A partir de la firma del concordato entre Hitler y el Vaticano, muchos obispos y cardenales comenzaron a promover abiertamente el nazismo y a apoyar, como veremos más tarde, el exterminio de los judíos, de los comunistas y de los ortodoxos.
Berning, un obispo católico, publicó un libro afirmando el enlace entre el catolicismo romano y el patriotismo germano que envió a Hitler como “una muestra de mi devoción”.
Monseñor Hartz alabó a Hitler por haber salvado a Alemania del “veneno del liberalismo [democracias occidentales] y de la peste del comunismo” [bolchevismo soviético].
En los mismos términos del papa para con Mussolini, Franz Taeschner, un publicista católico consideró que el führer era un genio, y que había sido “enviado por la providencia para cumplir con las ideas sociales católicas” (Megalomania, 165).
Deben haberse reído los nazis cuando el 14 de mayo de 1934, Pacelli escribió una nota a Buttmann—quien había firmado el concordato de parte del Reich con el Vaticano—reprochando al führer por no usar sus poderes dictatoriales para ordenar que los estados regionales recalcitrantes se ajustasen a las provisiones del contrato.
Según su pro memoria, Pacelli declaraba que “no debían permitirse las causas que daban lugar a las quejas de la Iglesia [que acusaban a algunos estados alemanes de no cumplir con el concordato], particularmente en un gobierno conducido en forma autoritaria” (HP, 164-165). Se considera esta nota como una clara aserción del Secretario de Estado Vaticano en contra del sistema parlamentario de gobierno, y a favor del sistema dictatorial.
Recordemos que en el pensamiento católico-romano, los intereses individuales deben sacrificarse por el bien común, algo que encontró un eco notable en el pensamiento nazi. “Sólo cuando el individuo se ve a sí mismo como una parte de un organismo y pone el bien común más allá del bien individual”, argumentaba la Carta Pastoral de Fulda en 1933, “podrá su vida destacarse por la humilde obediencia y gozoso servicio que demanda la fe cristiana” (Megalomania, 167).

→ **Tarea a**
Determina cuántas líneas de las entradas contienen la cadena "positive", distinguiendo entre mayúsculas y minúsculas. Responde únicamente con el número.

→ **Entradas proporcionadas**
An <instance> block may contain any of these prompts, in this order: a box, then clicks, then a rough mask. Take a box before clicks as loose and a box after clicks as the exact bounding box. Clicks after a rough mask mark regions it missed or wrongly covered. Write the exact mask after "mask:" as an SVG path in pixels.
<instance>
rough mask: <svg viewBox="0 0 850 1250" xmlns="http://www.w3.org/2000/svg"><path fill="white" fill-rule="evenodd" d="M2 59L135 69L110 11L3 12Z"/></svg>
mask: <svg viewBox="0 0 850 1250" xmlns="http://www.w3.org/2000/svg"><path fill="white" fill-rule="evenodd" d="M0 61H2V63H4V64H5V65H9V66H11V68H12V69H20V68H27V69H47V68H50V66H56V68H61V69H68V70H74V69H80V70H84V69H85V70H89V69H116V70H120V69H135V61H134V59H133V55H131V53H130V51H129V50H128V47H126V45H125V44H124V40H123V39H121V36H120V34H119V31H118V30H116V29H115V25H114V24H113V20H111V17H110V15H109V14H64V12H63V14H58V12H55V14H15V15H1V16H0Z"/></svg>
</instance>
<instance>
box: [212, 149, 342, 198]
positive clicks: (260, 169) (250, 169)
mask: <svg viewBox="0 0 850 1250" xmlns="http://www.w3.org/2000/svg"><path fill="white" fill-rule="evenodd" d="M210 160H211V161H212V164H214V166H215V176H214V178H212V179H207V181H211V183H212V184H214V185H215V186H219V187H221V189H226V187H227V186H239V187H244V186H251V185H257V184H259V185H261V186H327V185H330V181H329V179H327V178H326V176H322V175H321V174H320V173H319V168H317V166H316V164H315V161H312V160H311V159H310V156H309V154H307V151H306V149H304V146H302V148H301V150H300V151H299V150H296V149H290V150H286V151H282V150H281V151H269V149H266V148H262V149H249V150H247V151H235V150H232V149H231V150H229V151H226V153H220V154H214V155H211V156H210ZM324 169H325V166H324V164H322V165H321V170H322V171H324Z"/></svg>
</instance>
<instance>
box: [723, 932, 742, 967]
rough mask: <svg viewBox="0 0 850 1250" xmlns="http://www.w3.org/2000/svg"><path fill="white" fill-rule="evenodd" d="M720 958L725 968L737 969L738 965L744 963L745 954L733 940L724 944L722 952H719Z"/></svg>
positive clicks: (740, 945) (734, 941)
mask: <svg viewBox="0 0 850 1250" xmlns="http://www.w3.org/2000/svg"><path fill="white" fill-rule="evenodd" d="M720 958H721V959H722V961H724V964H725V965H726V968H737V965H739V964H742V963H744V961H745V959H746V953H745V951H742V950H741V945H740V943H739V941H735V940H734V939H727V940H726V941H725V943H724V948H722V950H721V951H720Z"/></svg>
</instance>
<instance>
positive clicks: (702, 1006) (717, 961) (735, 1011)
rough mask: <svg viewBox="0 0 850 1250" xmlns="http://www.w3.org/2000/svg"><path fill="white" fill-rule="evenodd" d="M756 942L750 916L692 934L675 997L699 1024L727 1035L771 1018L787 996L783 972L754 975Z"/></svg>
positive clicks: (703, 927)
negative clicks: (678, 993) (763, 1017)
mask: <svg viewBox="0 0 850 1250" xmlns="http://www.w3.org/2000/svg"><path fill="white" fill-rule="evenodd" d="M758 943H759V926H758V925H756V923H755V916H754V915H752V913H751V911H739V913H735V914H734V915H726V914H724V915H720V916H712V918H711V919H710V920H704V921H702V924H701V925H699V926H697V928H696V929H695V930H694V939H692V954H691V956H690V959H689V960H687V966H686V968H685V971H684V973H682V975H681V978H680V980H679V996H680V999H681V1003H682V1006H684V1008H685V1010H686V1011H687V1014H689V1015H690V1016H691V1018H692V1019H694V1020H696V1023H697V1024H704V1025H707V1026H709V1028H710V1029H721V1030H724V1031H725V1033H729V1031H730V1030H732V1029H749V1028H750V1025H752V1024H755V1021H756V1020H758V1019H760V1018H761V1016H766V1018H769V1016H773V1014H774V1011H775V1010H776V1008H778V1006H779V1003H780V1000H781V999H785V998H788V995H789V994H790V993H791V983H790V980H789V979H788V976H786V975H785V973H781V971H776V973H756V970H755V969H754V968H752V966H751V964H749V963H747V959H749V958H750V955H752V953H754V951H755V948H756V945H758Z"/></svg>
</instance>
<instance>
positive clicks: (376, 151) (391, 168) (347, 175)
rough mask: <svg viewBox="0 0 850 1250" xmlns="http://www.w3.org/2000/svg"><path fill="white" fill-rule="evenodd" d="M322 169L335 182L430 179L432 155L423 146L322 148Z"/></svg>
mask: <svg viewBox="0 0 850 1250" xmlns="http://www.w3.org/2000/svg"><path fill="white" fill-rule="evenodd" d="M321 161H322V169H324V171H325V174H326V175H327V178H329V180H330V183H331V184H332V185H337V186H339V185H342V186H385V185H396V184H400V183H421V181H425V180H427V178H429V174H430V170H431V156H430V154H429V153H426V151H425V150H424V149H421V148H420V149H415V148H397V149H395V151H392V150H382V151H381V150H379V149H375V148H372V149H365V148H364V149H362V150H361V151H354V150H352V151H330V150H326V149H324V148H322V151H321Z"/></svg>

→ **Tarea b**
Indica si cada afirmación concuerda con el texto de lectura, respondiendo sí o no y citando literalmente las palabras del texto que lo deciden: (i) Berning, obispo católico, envió a Hitler un libro suyo; (ii) la nota de Pacelli del 14 de mayo de 1934 iba dirigida directamente a Hitler; (iii) la Carta Pastoral de Fulda citada data de 1934.

→ **Resultado a**
5

→ **Resultado b**
(i) Sí: "Berning, un obispo católico, publicó un libro afirmando el enlace entre el catolicismo romano y el patriotismo germano que envió a Hitler".
(ii) No: "Pacelli escribió una nota a Buttmann".
(iii) No: "argumentaba la Carta Pastoral de Fulda en 1933".